=== 原文段落 ===

FunASR实时语音转写:前端Vue组件开发实例
引言:实时语音转写的技术痛点与解决方案
你是否还在为构建低延迟语音转写系统而困扰?传统方案往往面临三大挑战:音频流处理复杂、WebSocket连接不稳定、多模型协同延迟。本文将基于FunASR开源工具包,通过完整Vue组件开发实例,带你从零实现工业级实时语音转写功能,读完你将掌握:
- 浏览器音频流采集与预处理
- WebSocket全双工通信实现
- 2Pass实时转写架构集成
- 前端降噪与音频分片优化
技术架构:FunASR实时转写原理
核心技术栈选型
| 模块 | 技术选型 | 优势 |
|---|---|---|
| 音频采集 | MediaRecorder API | 原生支持PCM格式输出 |
| 实时通信 | WebSocket | 低延迟双向数据传输 |
| 语音识别 | FunASR-WebSocket服务 | 集成VAD+ASR+标点预测 |
| 前端框架 | Vue 2.x + Composition API | 组件化状态管理 |
2Pass转写流程图
组件开发:从零构建语音转写组件
1. 项目初始化与依赖安装
# 创建Vue组件项目
vue create funasr-vue-demo
cd funasr-vue-demo
# 安装核心依赖
npm install webrtc-adapter # 音频设备兼容处理
npm install crypto-js # 音频数据加密
npm install ant-design-vue # UI组件库
2. 音频采集组件实现
<template>
<div class="audio-recorder">
<a-button
:loading="isRecording"
@click="toggleRecording"
type="primary"
icon="sound"
>
{{ isRecording ? '停止录音' : '开始录音' }}
</a-button>
<a-slider
v-model="volume"
:disabled="!isRecording"
class="volume-control"
/>
</div>
</template>
<script>
import { ref, onMounted, onUnmounted } from 'vue'
import adapter from 'webrtc-adapter'
export default {
name: 'AudioRecorder',
emits: ['audioChunk'],
setup(_, { emit }) {
const isRecording = ref(false)
const volume = ref(0)
const mediaRecorder = ref(null)
const audioContext = ref(null)
const analyser = ref(null)
const stream = ref(null)
// 初始化音频上下文
onMounted(() => {
audioContext.value = new (window.AudioContext || window.webkitAudioContext)()
analyser.value = audioContext.value.createAnalyser()
analyser.value.fftSize = 256
})
// 开始录音
const startRecording = async () => {
try {
stream.value = await navigator.mediaDevices.getUserMedia({
audio: {
sampleRate: 16000,
channelCount: 1,
echoCancellation: true
}
})

=== 材料 ===

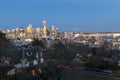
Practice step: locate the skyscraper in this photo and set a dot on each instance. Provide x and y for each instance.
(45, 29)
(45, 24)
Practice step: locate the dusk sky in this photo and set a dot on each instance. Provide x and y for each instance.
(68, 15)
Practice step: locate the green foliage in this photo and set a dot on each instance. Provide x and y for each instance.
(62, 54)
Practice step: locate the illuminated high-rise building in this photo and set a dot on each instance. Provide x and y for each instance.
(45, 27)
(29, 31)
(45, 24)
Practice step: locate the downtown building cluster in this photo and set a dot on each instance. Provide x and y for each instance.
(30, 32)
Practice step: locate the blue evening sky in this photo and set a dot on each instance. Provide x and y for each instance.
(68, 15)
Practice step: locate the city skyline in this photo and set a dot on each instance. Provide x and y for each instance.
(68, 15)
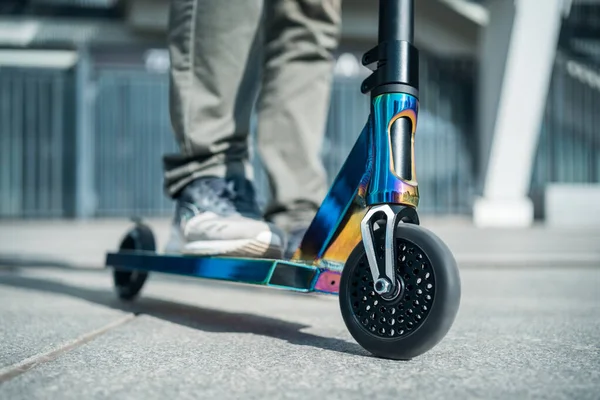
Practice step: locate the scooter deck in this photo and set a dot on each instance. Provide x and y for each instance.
(282, 274)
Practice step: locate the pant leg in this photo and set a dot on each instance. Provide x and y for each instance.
(300, 36)
(213, 82)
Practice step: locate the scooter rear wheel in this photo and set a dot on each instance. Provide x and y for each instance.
(129, 283)
(422, 310)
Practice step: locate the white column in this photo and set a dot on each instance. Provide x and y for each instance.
(521, 100)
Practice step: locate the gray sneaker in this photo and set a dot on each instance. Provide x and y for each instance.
(219, 217)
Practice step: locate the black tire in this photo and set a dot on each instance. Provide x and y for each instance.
(128, 284)
(419, 317)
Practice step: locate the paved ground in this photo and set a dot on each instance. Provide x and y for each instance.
(520, 333)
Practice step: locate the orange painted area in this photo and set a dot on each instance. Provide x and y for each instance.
(412, 116)
(348, 237)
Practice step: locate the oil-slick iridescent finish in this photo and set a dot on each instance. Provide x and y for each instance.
(385, 186)
(366, 178)
(287, 275)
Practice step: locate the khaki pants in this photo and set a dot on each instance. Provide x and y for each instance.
(228, 56)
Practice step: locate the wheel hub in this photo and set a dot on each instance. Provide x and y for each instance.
(403, 312)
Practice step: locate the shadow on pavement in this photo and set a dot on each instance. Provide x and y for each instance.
(204, 319)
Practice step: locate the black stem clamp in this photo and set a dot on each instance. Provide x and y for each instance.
(396, 70)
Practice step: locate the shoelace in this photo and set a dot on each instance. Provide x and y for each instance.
(222, 196)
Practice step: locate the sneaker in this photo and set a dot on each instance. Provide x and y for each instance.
(220, 217)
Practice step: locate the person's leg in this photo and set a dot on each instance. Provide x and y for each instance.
(300, 36)
(213, 82)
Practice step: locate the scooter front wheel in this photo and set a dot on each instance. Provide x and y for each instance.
(424, 306)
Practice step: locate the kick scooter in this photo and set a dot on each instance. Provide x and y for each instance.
(398, 283)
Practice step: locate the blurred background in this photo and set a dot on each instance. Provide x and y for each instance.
(508, 129)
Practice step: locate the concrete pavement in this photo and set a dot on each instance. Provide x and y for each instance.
(520, 333)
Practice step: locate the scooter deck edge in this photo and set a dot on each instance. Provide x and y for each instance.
(282, 274)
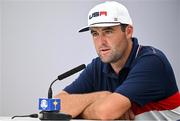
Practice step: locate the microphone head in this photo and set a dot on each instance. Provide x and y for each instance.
(72, 71)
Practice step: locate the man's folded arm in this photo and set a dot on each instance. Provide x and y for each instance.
(113, 106)
(74, 104)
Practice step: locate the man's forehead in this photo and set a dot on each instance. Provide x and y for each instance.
(103, 28)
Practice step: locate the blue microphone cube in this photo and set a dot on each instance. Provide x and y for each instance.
(46, 104)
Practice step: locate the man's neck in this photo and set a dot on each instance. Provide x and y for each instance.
(117, 66)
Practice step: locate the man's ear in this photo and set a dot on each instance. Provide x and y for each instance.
(129, 31)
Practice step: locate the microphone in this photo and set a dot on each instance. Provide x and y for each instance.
(51, 107)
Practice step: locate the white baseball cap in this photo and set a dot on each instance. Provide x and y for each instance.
(109, 13)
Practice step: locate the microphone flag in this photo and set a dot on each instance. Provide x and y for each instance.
(49, 104)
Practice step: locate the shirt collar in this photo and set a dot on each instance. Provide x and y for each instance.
(107, 69)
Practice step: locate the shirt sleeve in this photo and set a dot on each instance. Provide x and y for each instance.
(146, 82)
(83, 84)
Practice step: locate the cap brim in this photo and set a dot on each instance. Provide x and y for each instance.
(84, 29)
(99, 25)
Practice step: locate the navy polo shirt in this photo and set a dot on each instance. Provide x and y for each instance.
(146, 77)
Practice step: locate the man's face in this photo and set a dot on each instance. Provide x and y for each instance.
(110, 43)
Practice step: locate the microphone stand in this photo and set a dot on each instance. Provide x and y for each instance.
(56, 115)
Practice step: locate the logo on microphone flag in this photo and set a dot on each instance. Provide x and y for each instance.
(49, 104)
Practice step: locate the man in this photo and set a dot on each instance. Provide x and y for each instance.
(127, 79)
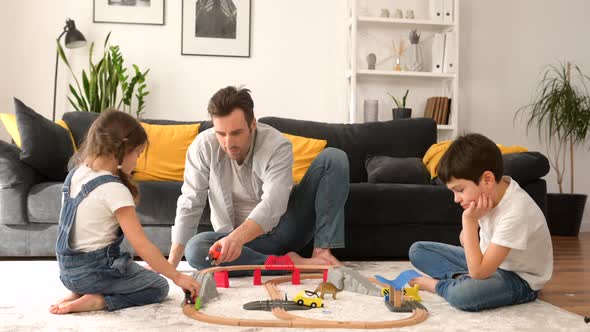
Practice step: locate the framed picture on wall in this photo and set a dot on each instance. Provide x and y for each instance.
(129, 11)
(216, 28)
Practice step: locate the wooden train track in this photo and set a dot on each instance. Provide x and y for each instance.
(286, 319)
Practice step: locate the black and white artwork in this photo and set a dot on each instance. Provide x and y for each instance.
(216, 27)
(215, 19)
(129, 11)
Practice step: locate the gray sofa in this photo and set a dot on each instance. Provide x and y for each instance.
(383, 217)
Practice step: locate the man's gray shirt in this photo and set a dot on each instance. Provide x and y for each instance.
(267, 176)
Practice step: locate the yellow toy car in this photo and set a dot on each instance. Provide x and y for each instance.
(314, 301)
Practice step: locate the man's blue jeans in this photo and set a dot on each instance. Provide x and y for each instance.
(442, 261)
(315, 210)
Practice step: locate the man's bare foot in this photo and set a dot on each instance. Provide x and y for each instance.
(71, 297)
(326, 254)
(88, 302)
(426, 283)
(298, 260)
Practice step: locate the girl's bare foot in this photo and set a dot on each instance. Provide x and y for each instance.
(88, 302)
(298, 260)
(71, 297)
(326, 254)
(426, 283)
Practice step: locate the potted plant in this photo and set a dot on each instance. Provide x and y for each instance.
(400, 112)
(561, 114)
(107, 84)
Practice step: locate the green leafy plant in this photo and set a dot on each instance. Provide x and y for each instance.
(561, 114)
(402, 103)
(106, 84)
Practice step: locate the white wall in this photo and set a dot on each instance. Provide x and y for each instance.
(295, 69)
(504, 47)
(298, 59)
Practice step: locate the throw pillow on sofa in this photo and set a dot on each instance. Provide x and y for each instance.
(9, 121)
(45, 146)
(383, 169)
(304, 152)
(164, 158)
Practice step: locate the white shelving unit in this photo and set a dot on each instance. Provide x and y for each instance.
(370, 33)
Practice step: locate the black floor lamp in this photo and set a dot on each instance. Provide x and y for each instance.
(74, 39)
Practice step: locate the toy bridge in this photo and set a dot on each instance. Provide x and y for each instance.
(275, 263)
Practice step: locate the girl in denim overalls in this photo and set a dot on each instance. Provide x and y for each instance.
(98, 211)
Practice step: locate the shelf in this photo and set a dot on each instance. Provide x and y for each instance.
(405, 22)
(412, 74)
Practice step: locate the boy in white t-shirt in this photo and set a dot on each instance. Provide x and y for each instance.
(511, 259)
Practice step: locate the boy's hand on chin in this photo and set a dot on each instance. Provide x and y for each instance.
(477, 210)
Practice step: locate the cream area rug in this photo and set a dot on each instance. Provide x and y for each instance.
(28, 288)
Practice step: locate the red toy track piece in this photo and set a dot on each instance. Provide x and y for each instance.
(296, 278)
(257, 277)
(279, 263)
(221, 279)
(213, 255)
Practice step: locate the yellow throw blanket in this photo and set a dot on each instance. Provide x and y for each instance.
(436, 151)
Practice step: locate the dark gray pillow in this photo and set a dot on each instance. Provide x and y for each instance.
(383, 169)
(79, 123)
(45, 146)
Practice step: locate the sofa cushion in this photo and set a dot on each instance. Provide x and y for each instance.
(164, 158)
(525, 167)
(79, 122)
(45, 146)
(304, 152)
(383, 169)
(377, 204)
(157, 203)
(401, 138)
(44, 202)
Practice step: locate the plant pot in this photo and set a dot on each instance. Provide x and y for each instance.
(564, 213)
(401, 113)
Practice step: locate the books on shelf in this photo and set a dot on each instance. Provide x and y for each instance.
(439, 109)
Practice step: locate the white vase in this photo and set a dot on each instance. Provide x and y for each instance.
(415, 59)
(371, 110)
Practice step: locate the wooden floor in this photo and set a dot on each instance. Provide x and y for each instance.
(569, 287)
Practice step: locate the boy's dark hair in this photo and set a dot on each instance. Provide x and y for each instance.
(229, 98)
(468, 157)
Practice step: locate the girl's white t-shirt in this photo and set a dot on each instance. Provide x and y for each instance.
(96, 225)
(518, 223)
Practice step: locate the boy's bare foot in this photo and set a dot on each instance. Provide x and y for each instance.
(71, 297)
(298, 260)
(326, 254)
(88, 302)
(426, 283)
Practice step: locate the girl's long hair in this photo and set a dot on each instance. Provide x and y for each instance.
(113, 133)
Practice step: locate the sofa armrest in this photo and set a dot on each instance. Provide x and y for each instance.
(16, 179)
(525, 167)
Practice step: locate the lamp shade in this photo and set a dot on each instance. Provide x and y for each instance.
(74, 38)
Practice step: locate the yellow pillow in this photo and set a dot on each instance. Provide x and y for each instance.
(164, 158)
(304, 152)
(64, 125)
(9, 121)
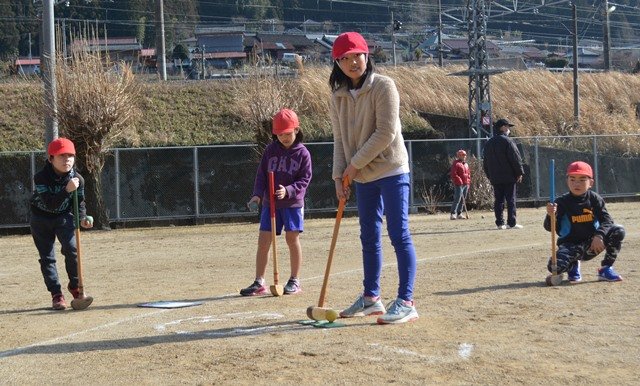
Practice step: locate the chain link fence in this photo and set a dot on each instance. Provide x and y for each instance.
(217, 181)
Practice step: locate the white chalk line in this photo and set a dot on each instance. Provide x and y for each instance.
(208, 319)
(78, 333)
(464, 352)
(129, 319)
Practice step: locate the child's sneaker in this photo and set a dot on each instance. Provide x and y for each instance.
(254, 289)
(364, 306)
(399, 311)
(574, 273)
(57, 302)
(74, 291)
(292, 287)
(607, 273)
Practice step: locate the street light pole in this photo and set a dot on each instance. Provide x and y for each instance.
(161, 47)
(393, 39)
(440, 58)
(49, 73)
(606, 35)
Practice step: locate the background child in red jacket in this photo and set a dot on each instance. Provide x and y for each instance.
(461, 179)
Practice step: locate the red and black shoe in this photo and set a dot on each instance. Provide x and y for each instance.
(57, 302)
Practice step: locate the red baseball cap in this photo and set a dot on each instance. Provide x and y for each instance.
(61, 146)
(579, 168)
(349, 43)
(285, 121)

===

任务要求: 请将原文从“const audioContext = ref(null)”起、一直到“analyser.value = audioContext.value.createAnalyser()”为止的这一段重新写出，并把其中的“stream”改成“mediaStream”。

任务答复:
const audioContext = ref(null)
const analyser = ref(null)
const mediaStream = ref(null)
// 初始化音频上下文
onMounted(() => {
audioContext.value = new (window.AudioContext || window.webkitAudioContext)()
analyser.value = audioContext.value.createAnalyser()